Text to read
------------------------------------

Importantly, the circular clarifies that Art. 3-bis does not create an autonomous transmission mechanism. Those meeting the exceptions will have their citizenship recognized based on pre-existing transmission mechanisms. If the line was broken under prior principles, Art. 3-bis conditions do not heal that break.
2. Citizenship Acquisition by Benefit of Law (Art. 4 Law 91/1992, as amended)
The Circolare May 28th provides instructions on the new commas 1-bis and 1-ter of Art. 4, Law 91/1992, introduced by Law 74/2025.
2.1. By an adult (Art. 4, c. 1, alinea and lett. c)):
A foreigner/stateless person whose parent or second-degree ascendant is/was a citizen by birth, becomes a citizen if, upon reaching majority, they have legally resided in Italy for at least two years and declare their intent to acquire it within one year. (This reflects the reduction in residency from 3 to 2 years for this category, further discussed in analyses of Law 91/1992 changes).
2.2. By a foreign or stateless minor (New Art. 4, commas 1-bis and 1-ter):
A minor, descended from a parent who acquired Italian citizenship by birth (thus excluding parents naturalized or citizens by benefit of law/marriage/iuris communicatione), can become a citizen if both parents (or guardian) declare this intent AND one of the following occurs:
- lett. a): After the declaration, the minor resides legally and continuously for at least two years in Italy (historical residence certificate required).

------------------------------------

Dataset rows
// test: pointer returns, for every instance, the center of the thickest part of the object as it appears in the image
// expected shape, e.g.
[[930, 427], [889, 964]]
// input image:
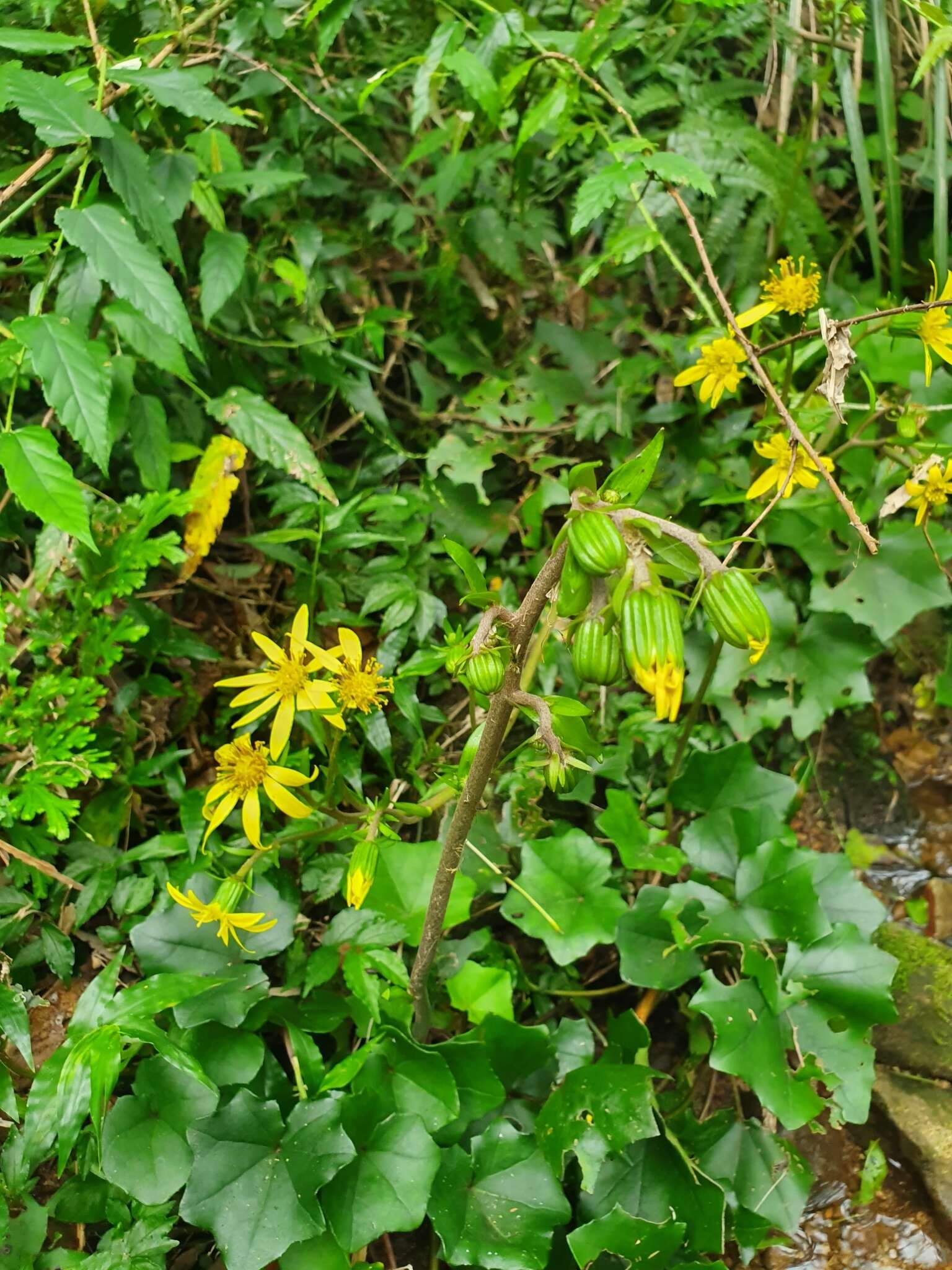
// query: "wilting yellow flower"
[[361, 871], [286, 685], [777, 448], [211, 489], [243, 770], [931, 493], [357, 687], [936, 327], [791, 291], [218, 911], [718, 367]]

------------------------------------

Request 1
In the passage on Italian citizenship law, the residency requirement for an adult under Art. 4, c. 1, lett. c) was reduced from how many years to how many?
Request 2
Reproduce word for word everything in the passage on Italian citizenship law from "2. Citizenship Acquisition" down to "Law 91/1992 changes).".
The rows bear no relation to the passage on Italian citizenship law.

Response 1
From three years to two.

Response 2
2. Citizenship Acquisition by Benefit of Law (Art. 4 Law 91/1992, as amended)
The Circolare May 28th provides instructions on the new commas 1-bis and 1-ter of Art. 4, Law 91/1992, introduced by Law 74/2025.
2.1. By an adult (Art. 4, c. 1, alinea and lett. c)):
A foreigner/stateless person whose parent or second-degree ascendant is/was a citizen by birth, becomes a citizen if, upon reaching majority, they have legally resided in Italy for at least two years and declare their intent to acquire it within one year. (This reflects the reduction in residency from 3 to 2 years for this category, further discussed in analyses of Law 91/1992 changes).